* begin EXTRACTED TEXT *

Doing data mining can become a quickly exhausting exercise if you don’t know where you are heading to. People can easily get lost and draw erroneous conclusions. Read further and discover a tool that will change the way you manipulate and represent data.
Exploratory factor analysis
The exploratory and confirmatory factor analysis (EFA and CFA) provide numeric ways to explore the data and to build tentative models. In the end, data mining remains a research exercise where you try to understand what’s going on in the “real” world from a bunch of data. Many people fall however in the trap of drawing correlations that don’t exist. This is probably a natural tendency of people to limit their efforts which makes them quickly jump on conclusions.
This being said EFA is not the most sexy way to understand what’s going on. Visualizing data may be helpful.
Tableau software helps you visualize your data
I came accross a new tool last year that may prove very helpful in your next data mining exercise. And the best is yet to come : it’s free !
This grail has a name : Tableau; a pretty strange name for a software but as long as it delivers, who cares ?

* end EXTRACTED TEXT *

- _WRITTEN TASKS_
[A] Answer these questions using the data mining article:
(i) What do the abbreviations EFA and CFA stand for?
(ii) What trap do many people fall into when doing data mining?
(iii) What is the name of the tool the article recommends, and what does it cost?
[B] Carry on the data mining article from its last sentence.

* begin GIVEN RECORDS *

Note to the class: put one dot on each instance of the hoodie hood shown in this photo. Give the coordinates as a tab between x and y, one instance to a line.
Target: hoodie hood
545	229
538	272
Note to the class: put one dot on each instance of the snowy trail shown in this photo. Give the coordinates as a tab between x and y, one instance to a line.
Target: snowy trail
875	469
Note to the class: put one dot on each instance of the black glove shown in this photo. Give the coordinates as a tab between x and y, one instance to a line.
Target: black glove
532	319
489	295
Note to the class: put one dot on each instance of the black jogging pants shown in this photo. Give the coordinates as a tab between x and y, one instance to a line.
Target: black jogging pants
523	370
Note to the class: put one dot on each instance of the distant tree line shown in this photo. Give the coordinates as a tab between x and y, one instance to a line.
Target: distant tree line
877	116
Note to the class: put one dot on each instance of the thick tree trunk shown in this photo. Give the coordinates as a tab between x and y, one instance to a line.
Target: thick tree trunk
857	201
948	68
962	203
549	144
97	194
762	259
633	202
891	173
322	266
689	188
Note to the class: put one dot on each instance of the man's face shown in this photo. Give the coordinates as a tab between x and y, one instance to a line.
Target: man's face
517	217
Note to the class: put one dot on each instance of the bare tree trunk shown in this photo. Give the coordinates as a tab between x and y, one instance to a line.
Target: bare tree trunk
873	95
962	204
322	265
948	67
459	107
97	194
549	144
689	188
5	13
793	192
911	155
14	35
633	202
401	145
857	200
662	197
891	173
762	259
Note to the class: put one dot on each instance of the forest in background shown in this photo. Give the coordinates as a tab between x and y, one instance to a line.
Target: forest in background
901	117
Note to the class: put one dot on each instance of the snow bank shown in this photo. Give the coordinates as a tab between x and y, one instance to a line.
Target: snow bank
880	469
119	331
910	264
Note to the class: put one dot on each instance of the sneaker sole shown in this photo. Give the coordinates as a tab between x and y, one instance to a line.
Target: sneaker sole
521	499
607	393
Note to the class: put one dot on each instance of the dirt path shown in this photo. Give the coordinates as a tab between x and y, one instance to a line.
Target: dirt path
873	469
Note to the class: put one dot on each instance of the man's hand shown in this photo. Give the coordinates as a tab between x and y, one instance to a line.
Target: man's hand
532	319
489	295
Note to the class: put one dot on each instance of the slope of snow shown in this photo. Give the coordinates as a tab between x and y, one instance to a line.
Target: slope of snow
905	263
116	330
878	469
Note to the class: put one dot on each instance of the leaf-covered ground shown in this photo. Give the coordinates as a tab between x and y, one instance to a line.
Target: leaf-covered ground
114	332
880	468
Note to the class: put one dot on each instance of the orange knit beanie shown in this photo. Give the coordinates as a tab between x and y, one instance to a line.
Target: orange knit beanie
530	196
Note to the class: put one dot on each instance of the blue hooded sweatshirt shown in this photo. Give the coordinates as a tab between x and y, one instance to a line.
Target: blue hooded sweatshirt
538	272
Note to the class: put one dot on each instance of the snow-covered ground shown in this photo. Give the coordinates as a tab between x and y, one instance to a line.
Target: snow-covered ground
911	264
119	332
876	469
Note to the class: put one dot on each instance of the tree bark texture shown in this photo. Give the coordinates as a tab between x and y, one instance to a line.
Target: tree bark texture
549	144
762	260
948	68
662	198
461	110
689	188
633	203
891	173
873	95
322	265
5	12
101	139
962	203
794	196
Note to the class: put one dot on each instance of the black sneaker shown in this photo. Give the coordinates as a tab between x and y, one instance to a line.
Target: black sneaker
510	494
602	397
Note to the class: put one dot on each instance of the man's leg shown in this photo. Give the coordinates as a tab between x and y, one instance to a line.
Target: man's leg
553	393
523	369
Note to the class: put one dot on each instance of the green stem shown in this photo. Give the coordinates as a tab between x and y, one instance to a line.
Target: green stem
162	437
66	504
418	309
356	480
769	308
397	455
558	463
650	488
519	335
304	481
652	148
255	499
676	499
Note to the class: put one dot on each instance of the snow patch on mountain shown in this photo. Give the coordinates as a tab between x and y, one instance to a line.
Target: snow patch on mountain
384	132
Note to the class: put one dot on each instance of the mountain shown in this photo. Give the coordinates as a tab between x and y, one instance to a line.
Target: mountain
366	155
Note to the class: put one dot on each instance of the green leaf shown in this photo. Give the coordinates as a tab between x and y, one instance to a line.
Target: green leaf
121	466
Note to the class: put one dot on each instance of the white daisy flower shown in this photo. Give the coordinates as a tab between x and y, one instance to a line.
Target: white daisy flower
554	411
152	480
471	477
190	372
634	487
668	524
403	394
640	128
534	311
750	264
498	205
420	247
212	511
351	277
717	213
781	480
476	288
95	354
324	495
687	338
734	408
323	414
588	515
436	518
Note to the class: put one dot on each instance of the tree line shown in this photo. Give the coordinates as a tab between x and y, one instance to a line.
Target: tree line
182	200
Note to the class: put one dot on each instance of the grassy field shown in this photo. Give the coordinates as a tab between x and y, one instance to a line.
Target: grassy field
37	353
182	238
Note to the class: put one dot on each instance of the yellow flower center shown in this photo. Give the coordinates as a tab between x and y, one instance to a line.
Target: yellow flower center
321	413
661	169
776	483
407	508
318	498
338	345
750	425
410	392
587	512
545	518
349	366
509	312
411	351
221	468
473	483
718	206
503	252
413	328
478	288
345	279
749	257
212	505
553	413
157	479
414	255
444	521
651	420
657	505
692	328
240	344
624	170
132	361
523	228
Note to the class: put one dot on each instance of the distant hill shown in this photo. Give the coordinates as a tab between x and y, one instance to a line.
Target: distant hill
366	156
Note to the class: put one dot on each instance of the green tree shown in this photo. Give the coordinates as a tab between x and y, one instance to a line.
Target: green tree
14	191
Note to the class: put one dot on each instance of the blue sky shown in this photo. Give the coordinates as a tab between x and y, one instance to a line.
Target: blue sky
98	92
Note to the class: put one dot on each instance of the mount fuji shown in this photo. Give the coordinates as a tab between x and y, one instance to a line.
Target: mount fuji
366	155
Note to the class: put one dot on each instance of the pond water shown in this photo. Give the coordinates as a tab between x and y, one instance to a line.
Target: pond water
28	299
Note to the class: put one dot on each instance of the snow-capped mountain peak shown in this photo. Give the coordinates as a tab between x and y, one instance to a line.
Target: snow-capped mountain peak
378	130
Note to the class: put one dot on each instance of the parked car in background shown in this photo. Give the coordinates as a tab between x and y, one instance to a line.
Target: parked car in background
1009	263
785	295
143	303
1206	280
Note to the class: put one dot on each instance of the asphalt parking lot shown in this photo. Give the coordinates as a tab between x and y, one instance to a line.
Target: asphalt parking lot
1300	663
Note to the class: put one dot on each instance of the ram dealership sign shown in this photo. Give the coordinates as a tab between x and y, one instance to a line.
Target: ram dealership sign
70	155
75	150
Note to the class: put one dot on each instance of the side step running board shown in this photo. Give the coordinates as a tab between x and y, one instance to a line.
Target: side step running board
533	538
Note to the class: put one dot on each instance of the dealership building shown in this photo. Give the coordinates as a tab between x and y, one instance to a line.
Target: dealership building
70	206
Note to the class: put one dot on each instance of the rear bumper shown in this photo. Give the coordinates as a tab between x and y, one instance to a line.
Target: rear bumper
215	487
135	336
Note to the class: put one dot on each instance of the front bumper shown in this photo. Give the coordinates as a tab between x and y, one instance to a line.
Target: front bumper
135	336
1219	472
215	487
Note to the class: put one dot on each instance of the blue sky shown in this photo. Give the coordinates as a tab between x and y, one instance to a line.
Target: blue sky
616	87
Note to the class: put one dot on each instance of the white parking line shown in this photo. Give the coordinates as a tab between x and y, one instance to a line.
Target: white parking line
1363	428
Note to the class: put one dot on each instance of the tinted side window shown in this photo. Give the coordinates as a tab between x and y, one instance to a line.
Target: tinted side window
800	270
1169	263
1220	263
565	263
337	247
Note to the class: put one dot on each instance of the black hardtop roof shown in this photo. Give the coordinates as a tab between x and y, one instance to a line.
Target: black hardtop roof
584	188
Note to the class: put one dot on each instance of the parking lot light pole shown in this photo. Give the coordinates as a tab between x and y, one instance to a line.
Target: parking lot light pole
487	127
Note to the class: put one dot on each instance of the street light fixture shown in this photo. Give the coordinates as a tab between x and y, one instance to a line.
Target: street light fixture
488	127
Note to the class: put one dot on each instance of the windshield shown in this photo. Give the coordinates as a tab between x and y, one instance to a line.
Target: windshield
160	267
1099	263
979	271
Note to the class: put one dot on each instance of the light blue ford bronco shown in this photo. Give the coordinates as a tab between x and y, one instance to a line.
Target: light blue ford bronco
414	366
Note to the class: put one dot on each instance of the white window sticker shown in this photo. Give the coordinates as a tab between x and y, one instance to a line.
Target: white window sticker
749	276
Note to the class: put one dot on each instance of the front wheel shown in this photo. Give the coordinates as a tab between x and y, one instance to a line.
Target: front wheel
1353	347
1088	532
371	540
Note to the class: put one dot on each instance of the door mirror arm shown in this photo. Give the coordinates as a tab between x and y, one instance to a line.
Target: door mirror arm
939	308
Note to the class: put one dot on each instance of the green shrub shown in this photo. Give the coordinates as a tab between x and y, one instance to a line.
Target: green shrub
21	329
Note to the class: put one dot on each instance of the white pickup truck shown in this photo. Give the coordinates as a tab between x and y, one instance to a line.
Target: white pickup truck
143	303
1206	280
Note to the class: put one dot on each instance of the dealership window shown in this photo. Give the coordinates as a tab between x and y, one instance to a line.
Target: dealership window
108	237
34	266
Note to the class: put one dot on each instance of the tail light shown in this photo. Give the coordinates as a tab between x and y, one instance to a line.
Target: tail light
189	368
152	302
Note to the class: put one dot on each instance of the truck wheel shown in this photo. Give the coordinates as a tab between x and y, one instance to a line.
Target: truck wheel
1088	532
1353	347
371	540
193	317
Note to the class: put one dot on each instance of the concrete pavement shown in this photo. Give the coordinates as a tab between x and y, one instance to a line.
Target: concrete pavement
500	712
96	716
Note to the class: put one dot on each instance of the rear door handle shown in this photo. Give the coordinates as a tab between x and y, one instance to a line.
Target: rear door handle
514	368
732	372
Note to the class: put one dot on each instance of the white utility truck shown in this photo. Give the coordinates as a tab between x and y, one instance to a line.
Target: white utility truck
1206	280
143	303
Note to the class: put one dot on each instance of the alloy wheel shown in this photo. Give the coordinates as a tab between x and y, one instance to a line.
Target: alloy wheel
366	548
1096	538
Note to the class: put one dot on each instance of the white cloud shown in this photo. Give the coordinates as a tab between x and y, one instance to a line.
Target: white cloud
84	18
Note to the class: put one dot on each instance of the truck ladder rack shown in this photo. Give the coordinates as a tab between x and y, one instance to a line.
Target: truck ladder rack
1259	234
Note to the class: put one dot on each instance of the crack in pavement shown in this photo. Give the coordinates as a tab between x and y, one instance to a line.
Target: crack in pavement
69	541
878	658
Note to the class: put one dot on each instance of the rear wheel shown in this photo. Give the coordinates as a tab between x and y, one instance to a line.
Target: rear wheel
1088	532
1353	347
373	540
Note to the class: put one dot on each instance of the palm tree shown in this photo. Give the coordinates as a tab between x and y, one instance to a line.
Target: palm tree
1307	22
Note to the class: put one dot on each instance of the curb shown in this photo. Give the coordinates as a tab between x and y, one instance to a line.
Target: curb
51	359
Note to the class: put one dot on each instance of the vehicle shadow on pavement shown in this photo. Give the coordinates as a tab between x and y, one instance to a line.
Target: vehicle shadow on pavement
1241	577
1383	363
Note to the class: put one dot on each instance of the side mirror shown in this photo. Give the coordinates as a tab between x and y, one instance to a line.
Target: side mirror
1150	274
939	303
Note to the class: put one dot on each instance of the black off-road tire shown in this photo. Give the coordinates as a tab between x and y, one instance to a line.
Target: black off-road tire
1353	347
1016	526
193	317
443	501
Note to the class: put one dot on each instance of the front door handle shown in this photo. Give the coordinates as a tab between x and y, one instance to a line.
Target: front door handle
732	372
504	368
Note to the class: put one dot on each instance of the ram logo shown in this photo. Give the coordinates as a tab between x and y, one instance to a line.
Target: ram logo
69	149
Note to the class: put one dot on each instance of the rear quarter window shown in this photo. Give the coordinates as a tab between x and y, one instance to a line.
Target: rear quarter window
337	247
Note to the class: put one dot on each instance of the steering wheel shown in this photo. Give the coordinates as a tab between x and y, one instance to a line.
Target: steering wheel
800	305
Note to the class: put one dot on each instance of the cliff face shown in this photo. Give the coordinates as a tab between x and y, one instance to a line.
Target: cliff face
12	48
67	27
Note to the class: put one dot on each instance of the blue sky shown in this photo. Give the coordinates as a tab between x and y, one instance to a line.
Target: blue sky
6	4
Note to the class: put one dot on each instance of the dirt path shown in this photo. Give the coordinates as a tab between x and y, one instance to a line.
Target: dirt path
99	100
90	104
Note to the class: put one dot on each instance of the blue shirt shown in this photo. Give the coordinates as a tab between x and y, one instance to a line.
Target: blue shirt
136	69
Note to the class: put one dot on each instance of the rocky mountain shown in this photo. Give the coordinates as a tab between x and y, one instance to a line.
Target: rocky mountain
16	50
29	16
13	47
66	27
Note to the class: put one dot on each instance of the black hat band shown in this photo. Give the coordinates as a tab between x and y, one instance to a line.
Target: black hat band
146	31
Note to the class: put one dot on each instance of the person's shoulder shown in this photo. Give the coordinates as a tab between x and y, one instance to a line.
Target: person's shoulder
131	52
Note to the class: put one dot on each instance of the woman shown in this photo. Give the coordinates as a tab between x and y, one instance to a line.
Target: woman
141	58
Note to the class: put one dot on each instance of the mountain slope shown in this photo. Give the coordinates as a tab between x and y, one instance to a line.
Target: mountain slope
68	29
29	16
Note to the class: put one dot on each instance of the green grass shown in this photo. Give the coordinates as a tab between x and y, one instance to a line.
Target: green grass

* end GIVEN RECORDS *

- _THE REPLIES_
[A]
(i) Exploratory factor analysis and confirmatory factor analysis.
(ii) Drawing correlations that don't exist.
(iii) Tableau, and it is free.

[B]
Tableau can be considered a pre-statistical package, a very advanced version of Excel. I know the guys of Tableau are not gonna like it but many of the tasks you struggled with in Excel can be done in Tableau. You’ll like the interface that will remind you of pivot tables.
One example ? Here it is.
Now it’s time to give you one example to raise the desire in you.
I still have a lot of data to exploit (some 22000 real complaints that were archived from the online complaint forum Les Arnaques). Those 22000 complaints were coded to give them a very simple tag : what is it that caused the complaint. Instead of working with percentages I thought it would be better to upload the data in Tableau and manipulate in there.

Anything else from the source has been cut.